— Stored dataset lines —

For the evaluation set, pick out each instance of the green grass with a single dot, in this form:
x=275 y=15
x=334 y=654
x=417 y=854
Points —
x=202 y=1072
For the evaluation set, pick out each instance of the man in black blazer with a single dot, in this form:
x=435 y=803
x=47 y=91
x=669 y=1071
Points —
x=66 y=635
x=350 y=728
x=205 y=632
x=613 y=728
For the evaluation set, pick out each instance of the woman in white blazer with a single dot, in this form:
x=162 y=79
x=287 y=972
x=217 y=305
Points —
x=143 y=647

— TASK TO CARRY OUT —
Format the stretch from the first line above through the line containing "x=613 y=728", both included, as a JSON list of strings with one string per line and blank lines omitted.

— SOLUTION FOR THIS TASK —
[
  "For the evaluation set, pick out each instance of the green grass with a single dot, in this form:",
  "x=275 y=15",
  "x=334 y=654",
  "x=417 y=854",
  "Points —",
  "x=202 y=1072",
  "For the evaluation set, pick out each instance of the man in black blazer with a single dot, in this form:",
  "x=435 y=803",
  "x=47 y=91",
  "x=669 y=1071",
  "Points —",
  "x=66 y=635",
  "x=350 y=728",
  "x=205 y=632",
  "x=613 y=728"
]